• [STUDY TEXT]
****************

During the call, the nurse can determine whether Emily is having true or false labor with several inquiries. The nurse should ask about the estimated date of birth, fetal movement, other premonitory signs of labor, previous childbirth experiences, and a description of the contractions, such as frequency, duration, and intensity. The nurse would ask Emily to observe her own body for any vaginal bloody shows or ruptured membrane. In the end, the nurse would inquire if Emily has any adult able to provide support at home. Upon arrival, the nurse would ask Emily for a urine sample to analyze the proteins, sugars, and ketones.
The nurse can determine that this is Emily’s first pregnancy. According to TPAL terminology, she had no previous term or preterm births, abortions, or living children. Labor can begin at 39 weeks of pregnancy and some signs include diarrhea, loss of the mucus plug, water breaking of different severity, and cervical effacement (Murray, 2020). Emily’s contractions should move from the front of her body to her uterus if she is currently in labor. On the psychological side, Emily’s talkative attitude is a sign of excitement, which is normal, though she may begin to feel nervousness and tiredness as well.

****************

• [EXERCISES TO COMPLETE]
• A. In the case study on Emily's labor, what does the nurse ask Emily for when she arrives?
• B. In the case study on Emily's labor, turn the paragraph beginning "During the call, the nurse can determine" into a short list that keeps its main facts.
• C. Resume the case study on Emily's labor, picking up right after its last sentence.

• [DATA UNDER STUDY]

****************

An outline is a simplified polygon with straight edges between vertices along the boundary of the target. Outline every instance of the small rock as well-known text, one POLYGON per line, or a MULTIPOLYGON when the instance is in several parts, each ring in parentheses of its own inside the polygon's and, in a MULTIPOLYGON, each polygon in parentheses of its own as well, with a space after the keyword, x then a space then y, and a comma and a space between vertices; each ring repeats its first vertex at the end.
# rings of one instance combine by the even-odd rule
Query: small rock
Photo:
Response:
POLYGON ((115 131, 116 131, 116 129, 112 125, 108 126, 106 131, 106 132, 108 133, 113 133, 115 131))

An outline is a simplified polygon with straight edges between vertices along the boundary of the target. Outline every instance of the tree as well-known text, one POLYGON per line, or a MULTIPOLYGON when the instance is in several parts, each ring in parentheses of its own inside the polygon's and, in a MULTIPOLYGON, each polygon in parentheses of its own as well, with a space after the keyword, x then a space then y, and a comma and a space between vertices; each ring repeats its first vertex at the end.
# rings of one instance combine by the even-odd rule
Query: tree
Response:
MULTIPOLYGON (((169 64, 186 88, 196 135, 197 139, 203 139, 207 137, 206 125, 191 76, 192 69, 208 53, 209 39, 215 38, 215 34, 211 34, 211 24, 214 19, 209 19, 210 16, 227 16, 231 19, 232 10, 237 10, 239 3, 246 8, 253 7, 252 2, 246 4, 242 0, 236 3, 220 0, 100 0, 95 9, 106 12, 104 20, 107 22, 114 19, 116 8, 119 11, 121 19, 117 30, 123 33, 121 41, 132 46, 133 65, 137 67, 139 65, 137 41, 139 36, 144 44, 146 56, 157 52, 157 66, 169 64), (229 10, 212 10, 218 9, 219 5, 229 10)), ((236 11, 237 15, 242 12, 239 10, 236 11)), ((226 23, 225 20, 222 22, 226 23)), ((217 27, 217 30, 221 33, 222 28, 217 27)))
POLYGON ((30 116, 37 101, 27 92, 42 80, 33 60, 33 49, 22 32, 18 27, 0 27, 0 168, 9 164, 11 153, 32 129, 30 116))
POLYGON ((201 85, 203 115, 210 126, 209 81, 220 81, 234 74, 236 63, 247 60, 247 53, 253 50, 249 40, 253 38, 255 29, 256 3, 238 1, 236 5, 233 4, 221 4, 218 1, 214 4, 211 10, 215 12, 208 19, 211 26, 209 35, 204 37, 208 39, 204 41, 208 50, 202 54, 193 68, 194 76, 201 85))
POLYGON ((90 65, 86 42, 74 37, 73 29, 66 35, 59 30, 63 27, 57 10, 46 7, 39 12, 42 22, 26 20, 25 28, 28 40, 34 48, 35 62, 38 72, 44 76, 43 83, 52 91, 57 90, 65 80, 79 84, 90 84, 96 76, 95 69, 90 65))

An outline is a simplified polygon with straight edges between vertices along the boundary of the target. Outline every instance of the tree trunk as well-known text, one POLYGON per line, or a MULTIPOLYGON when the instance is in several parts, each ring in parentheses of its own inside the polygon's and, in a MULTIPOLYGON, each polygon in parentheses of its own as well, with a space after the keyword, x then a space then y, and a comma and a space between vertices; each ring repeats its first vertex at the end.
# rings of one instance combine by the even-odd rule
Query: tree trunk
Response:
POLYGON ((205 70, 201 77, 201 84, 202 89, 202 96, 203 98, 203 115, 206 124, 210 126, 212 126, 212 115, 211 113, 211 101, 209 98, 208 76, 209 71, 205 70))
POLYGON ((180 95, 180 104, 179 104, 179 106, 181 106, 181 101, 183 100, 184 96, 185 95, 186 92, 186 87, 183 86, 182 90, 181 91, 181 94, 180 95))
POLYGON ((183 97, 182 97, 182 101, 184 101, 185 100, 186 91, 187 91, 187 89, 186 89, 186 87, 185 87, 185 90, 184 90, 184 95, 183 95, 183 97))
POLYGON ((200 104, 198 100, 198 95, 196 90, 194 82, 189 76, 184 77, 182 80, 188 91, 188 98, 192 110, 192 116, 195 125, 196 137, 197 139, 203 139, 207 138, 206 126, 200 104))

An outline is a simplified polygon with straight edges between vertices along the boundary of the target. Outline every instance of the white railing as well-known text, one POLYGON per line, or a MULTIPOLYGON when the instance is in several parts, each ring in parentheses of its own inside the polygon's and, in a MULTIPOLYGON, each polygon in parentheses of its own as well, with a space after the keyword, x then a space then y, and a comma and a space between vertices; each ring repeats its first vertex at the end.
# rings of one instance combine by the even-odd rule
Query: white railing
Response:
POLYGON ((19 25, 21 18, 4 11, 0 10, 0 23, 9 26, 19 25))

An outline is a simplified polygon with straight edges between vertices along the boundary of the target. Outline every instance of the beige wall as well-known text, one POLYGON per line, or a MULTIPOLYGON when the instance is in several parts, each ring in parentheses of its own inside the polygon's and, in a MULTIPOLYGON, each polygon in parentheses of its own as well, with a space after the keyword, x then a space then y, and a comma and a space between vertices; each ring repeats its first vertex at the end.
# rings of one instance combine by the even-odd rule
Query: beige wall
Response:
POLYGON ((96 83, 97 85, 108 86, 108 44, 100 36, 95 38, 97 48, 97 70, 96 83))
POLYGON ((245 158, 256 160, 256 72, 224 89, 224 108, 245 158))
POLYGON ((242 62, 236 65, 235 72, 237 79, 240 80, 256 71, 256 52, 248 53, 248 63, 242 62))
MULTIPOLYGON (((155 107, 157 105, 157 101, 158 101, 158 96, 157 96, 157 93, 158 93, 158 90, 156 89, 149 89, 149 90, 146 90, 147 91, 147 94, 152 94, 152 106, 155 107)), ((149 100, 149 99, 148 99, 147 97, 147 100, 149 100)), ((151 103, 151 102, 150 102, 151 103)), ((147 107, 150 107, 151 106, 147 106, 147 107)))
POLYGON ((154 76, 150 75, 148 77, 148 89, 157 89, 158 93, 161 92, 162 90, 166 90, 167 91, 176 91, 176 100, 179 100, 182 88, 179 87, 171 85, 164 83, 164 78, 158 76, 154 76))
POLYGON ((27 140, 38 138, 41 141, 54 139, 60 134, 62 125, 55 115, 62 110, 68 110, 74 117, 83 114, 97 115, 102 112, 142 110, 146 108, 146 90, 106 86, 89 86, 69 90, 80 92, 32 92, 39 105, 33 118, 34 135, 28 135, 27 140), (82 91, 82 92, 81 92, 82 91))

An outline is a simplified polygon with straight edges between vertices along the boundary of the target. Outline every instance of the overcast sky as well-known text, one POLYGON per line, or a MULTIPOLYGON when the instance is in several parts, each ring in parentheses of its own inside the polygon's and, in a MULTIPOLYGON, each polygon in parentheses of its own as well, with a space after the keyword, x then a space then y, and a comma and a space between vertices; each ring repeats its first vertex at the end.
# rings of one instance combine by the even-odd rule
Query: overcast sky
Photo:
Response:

****************

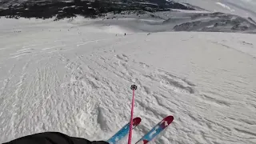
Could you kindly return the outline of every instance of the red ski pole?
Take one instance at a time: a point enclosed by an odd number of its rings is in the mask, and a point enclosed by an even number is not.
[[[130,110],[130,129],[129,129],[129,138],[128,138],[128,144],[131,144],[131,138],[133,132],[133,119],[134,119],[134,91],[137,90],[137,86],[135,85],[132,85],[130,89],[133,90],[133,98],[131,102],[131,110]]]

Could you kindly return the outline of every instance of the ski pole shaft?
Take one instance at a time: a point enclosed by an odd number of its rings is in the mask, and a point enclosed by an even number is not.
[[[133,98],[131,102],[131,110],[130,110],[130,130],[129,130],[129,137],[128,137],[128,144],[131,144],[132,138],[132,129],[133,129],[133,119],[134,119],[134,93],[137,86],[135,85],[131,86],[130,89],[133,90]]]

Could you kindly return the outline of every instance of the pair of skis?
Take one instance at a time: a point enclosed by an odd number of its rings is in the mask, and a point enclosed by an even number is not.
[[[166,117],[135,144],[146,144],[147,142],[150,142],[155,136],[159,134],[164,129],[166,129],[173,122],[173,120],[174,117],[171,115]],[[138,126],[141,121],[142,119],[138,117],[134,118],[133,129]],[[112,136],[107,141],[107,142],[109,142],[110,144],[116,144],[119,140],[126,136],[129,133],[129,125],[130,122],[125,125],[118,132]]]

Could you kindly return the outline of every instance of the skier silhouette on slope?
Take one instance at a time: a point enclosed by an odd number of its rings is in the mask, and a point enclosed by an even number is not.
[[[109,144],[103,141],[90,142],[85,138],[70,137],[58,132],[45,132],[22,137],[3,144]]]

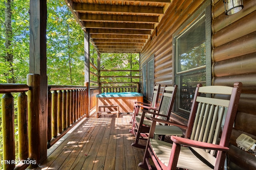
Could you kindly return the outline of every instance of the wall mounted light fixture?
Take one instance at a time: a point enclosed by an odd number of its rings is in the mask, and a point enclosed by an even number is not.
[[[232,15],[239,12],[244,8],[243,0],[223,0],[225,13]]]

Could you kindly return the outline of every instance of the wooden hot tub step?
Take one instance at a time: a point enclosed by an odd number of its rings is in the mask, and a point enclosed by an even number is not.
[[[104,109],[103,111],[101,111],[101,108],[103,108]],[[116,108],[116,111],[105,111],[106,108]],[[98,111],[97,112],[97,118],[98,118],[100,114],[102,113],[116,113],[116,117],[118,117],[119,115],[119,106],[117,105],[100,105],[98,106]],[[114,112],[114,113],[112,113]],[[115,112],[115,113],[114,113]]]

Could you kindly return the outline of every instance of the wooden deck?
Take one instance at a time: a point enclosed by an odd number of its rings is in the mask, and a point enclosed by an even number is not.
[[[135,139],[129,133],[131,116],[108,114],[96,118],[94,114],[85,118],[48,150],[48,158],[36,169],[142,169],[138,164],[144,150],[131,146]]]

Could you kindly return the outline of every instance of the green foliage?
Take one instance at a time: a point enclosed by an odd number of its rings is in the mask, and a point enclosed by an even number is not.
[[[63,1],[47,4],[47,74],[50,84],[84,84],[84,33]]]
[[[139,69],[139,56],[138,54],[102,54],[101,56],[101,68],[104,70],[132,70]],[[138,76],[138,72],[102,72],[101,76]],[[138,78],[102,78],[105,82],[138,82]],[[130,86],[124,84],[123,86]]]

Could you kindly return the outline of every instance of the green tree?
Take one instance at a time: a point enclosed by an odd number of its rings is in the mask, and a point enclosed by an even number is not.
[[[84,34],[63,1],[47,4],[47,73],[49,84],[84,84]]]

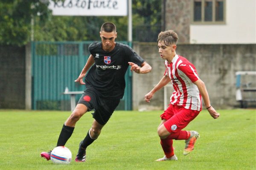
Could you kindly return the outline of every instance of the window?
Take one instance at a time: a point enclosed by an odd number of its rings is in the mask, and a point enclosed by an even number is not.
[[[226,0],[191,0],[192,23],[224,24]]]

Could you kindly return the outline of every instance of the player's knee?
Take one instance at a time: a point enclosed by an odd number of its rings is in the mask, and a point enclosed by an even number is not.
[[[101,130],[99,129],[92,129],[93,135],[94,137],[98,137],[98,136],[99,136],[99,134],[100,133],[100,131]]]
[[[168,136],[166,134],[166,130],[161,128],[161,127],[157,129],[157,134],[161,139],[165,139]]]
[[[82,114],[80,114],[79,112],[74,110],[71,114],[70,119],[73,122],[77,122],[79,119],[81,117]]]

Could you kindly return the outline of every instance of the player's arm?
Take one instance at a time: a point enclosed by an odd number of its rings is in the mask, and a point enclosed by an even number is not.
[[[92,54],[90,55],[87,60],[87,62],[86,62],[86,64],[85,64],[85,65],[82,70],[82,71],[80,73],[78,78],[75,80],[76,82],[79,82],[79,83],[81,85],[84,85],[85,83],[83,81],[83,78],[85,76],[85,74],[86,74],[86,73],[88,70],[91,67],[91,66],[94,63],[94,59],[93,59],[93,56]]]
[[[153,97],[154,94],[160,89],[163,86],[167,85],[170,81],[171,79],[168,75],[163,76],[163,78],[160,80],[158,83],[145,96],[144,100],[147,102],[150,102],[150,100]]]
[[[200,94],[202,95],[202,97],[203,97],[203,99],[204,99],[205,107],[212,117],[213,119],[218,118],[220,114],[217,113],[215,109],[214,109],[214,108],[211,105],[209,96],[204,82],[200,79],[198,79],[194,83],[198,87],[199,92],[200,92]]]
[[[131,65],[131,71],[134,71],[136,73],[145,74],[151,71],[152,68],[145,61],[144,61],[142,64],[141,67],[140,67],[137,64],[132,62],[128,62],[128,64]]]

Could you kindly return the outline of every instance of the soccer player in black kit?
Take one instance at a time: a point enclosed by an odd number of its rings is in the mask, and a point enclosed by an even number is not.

****************

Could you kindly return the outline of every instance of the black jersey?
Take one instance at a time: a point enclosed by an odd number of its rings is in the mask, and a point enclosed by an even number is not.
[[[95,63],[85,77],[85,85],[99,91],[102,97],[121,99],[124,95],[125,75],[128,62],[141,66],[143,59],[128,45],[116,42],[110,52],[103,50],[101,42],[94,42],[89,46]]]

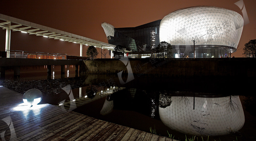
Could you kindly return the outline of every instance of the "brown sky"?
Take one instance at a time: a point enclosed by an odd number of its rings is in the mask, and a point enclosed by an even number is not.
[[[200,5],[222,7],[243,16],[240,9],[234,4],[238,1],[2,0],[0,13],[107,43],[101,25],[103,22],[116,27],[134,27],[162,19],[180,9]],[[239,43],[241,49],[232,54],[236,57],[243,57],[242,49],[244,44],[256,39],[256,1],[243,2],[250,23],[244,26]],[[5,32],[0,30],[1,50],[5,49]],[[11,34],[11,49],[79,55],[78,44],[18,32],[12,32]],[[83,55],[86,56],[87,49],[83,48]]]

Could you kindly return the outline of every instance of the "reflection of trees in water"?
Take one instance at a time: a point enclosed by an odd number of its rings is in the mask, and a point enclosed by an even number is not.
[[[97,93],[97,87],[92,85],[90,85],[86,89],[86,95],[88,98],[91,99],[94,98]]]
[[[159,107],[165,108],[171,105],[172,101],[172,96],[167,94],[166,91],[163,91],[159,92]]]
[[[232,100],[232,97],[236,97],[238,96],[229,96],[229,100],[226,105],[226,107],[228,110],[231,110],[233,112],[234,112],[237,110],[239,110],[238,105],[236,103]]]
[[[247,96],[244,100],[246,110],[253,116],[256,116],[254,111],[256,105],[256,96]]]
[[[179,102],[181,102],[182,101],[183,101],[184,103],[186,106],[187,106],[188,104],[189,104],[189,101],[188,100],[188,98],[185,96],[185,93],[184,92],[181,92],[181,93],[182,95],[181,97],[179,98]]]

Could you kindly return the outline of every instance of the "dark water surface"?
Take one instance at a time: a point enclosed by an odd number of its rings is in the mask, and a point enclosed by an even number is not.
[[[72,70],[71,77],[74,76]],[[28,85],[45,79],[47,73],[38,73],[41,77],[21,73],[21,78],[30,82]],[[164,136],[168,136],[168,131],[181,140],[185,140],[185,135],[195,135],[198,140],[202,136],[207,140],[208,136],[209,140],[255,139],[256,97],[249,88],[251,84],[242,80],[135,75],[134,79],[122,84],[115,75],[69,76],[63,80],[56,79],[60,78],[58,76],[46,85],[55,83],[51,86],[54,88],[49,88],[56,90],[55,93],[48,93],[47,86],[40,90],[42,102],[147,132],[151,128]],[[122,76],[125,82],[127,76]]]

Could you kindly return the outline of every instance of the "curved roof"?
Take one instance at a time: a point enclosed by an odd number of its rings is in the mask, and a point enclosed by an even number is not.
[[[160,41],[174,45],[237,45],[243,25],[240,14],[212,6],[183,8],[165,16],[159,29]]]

****************

• [ANSWERS FOR THE TASKS]
• A. A urine sample, to analyze its proteins, sugars, and ketones.

• B.
The nurse uses several questions during the call to tell whether Emily is in true or false labor:
- She asks about the estimated date of birth, fetal movement, other premonitory signs of labor, and previous childbirth experiences.
- She asks Emily to describe her contractions: frequency, duration, and intensity.
- She asks Emily to watch her body for bloody vaginal show or ruptured membranes.
- Finally, she asks whether an adult at home can give Emily support.
- When Emily arrives, the nurse asks for a urine sample to analyze proteins, sugars, and ketones.

• C.
It is suggested that Emily continues to track the baby’s kick counts, keep taking prenatal vitamins, get suitable amounts of sleep, minimal movement like walking or simple stretching exercises. The baby’s kicks will decrease closer to labor but should not stop, and vitamins are essential even throughout breastfeeding. Mild exercise can help ease aches and keep the mother flexible which can help during the delivery process. After Emily informs the nurse that she feels wetness, a doctor or nurse should provide a physical exam to determine whether the leakage is urine or amniotic fluid. In some situations, an ultrasound may determine amniotic fluid volume.
The five factors that influence the pain should be determined. The position and size of the baby, the passage or birth canal, the contractions, the placenta, and the current mental and emotional well-being of the mother. Diane is experiencing back pain while in labor, which is likely caused by the occiput posterior position of the baby. This means that the baby is facing downwards but with its face looking up at the stomach instead of the mother’s back. Diane is only 30% effaced at 3cm though she should be 100% effaced with a 10cm dilation at this stage of labor. This can slow down the process of labor considerably. The nurse can offer Diane an epidural, pain relief options, and alternate sensations of heat and cold to soothe the pain.
Murray, M., L., & Huelsmann, G. (2020). Labor and delivery nursing (2nd ed.). Springer Publishing Company.